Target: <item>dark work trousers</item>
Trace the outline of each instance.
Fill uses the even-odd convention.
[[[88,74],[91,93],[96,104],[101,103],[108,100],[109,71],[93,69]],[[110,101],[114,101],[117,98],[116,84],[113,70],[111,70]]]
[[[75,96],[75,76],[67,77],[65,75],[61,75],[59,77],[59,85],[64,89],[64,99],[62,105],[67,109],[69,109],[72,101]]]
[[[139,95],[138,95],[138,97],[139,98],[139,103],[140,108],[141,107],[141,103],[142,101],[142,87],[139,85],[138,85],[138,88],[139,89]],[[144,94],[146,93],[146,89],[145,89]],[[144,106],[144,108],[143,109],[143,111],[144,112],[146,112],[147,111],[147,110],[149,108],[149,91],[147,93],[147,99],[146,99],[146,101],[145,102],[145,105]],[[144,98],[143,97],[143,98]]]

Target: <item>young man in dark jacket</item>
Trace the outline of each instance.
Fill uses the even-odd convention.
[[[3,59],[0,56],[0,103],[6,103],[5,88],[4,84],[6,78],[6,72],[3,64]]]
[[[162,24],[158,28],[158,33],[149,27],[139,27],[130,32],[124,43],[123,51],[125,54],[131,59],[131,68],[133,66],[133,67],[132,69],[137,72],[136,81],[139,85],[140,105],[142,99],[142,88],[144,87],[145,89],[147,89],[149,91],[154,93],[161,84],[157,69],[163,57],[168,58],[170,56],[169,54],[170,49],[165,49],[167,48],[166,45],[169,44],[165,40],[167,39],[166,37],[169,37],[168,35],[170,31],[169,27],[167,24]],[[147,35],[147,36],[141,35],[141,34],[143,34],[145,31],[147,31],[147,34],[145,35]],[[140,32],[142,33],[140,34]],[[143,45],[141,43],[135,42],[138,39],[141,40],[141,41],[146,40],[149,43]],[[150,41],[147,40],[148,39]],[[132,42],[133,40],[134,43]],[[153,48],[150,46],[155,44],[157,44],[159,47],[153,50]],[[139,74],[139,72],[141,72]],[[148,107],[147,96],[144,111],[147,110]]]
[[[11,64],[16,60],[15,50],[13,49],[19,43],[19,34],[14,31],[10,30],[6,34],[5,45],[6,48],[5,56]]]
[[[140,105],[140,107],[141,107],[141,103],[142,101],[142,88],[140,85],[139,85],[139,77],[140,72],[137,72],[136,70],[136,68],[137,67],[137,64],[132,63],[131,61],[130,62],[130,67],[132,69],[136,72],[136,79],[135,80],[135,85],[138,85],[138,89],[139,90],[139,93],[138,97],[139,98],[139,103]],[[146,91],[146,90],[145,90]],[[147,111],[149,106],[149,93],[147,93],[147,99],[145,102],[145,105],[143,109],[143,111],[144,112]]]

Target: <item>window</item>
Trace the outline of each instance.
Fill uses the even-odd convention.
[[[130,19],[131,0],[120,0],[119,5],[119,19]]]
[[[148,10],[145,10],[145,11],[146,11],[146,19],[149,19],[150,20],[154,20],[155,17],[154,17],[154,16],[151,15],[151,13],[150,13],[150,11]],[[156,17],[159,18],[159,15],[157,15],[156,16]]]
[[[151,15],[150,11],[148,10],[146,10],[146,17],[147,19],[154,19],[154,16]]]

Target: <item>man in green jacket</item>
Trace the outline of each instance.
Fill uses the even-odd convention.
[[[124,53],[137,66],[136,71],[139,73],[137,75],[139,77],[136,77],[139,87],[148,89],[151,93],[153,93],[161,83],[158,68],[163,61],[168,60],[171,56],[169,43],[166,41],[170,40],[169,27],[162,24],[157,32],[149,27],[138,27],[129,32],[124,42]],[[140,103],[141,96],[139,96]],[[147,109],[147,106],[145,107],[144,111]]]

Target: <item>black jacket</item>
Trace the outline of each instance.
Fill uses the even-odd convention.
▬▬▬▬▬▬▬▬▬▬
◆ **Task brief**
Present every line of the data above as a numbered list, omitting the blank lines.

◆ **Solution below**
1. Target: <item>dark work trousers</item>
2. Trace the outline of each instance.
3. Fill uses the even-odd convention.
4. [[[88,74],[91,93],[96,104],[101,103],[108,100],[109,71],[93,69]],[[110,101],[114,101],[117,98],[116,84],[113,70],[111,70]]]
5. [[[75,96],[75,76],[67,77],[65,75],[61,75],[59,77],[59,85],[64,89],[64,99],[62,105],[67,109],[69,109],[72,101]]]
6. [[[139,95],[138,95],[138,97],[139,98],[139,103],[140,108],[141,107],[141,103],[142,101],[142,87],[139,85],[138,85],[138,88],[139,89]],[[144,94],[146,93],[146,89],[145,89]],[[144,106],[144,108],[143,109],[143,111],[144,112],[146,112],[147,111],[147,110],[149,108],[149,91],[147,93],[147,99],[146,99],[146,101],[145,102],[145,105]],[[144,98],[143,97],[143,98]]]
7. Target: <item>young man in dark jacket</item>
8. Trace the outline of each instance.
9. Fill uses the even-odd convention.
10. [[[3,59],[0,56],[0,103],[6,103],[5,88],[4,84],[6,78],[6,72],[3,64]]]
11. [[[162,24],[158,28],[158,33],[149,27],[139,27],[130,32],[124,43],[123,51],[125,54],[131,59],[131,68],[133,66],[133,67],[132,69],[137,72],[136,81],[139,85],[140,105],[142,99],[142,88],[144,87],[145,89],[147,89],[149,91],[154,93],[161,84],[157,69],[163,57],[168,58],[170,56],[169,54],[170,49],[165,49],[167,48],[166,45],[169,44],[165,40],[167,39],[166,37],[169,37],[168,35],[170,31],[169,27],[167,24]],[[147,35],[147,36],[141,35],[141,34],[143,34],[145,31],[147,31],[147,34],[145,35]],[[140,32],[142,33],[140,34]],[[143,45],[141,43],[135,42],[138,39],[141,40],[141,41],[146,40],[149,43]],[[150,41],[147,40],[148,39]],[[132,42],[133,40],[134,43]],[[153,48],[150,46],[155,44],[157,44],[159,47],[153,50]],[[139,74],[139,72],[141,72]],[[148,107],[147,96],[144,111],[147,110]]]
12. [[[11,64],[16,60],[15,50],[13,49],[19,43],[19,34],[14,31],[10,30],[6,34],[5,45],[6,48],[5,56]]]
13. [[[140,105],[140,107],[141,107],[141,103],[142,101],[142,88],[140,85],[139,85],[139,77],[140,72],[137,72],[136,70],[136,68],[137,67],[137,64],[132,63],[131,61],[130,62],[130,67],[132,69],[136,72],[136,79],[135,80],[135,85],[138,85],[138,89],[139,90],[139,93],[138,97],[139,98],[139,103]],[[146,91],[146,90],[145,90]],[[147,111],[149,106],[149,93],[147,93],[147,99],[145,102],[145,105],[143,109],[143,111],[144,112]]]
14. Target: <item>window</item>
15. Trace the outline of each instance.
16. Fill uses the even-odd convention.
17. [[[130,19],[131,0],[120,0],[119,5],[119,19]]]
18. [[[148,10],[145,10],[145,11],[146,11],[146,19],[149,19],[150,20],[154,20],[155,17],[154,17],[154,16],[151,15],[151,13],[150,13],[150,11]],[[156,17],[159,18],[159,15],[157,15],[156,16]]]
19. [[[151,15],[150,11],[148,10],[146,10],[146,17],[147,19],[154,19],[154,16]]]
20. Target: <item>man in green jacket</item>
21. Trace the outline of each instance.
22. Fill uses the even-odd convention.
23. [[[124,53],[137,66],[136,71],[139,73],[137,75],[139,77],[136,77],[139,87],[148,89],[151,93],[153,93],[161,83],[158,68],[163,61],[168,60],[171,56],[169,43],[166,41],[170,40],[169,27],[162,24],[157,32],[149,27],[138,27],[129,32],[124,42]],[[140,103],[141,96],[139,96]],[[147,109],[147,106],[145,107],[144,111]]]
24. Target: <item>black jacket</item>
25. Trace the outline of each instance.
26. Fill uses the even-odd convention.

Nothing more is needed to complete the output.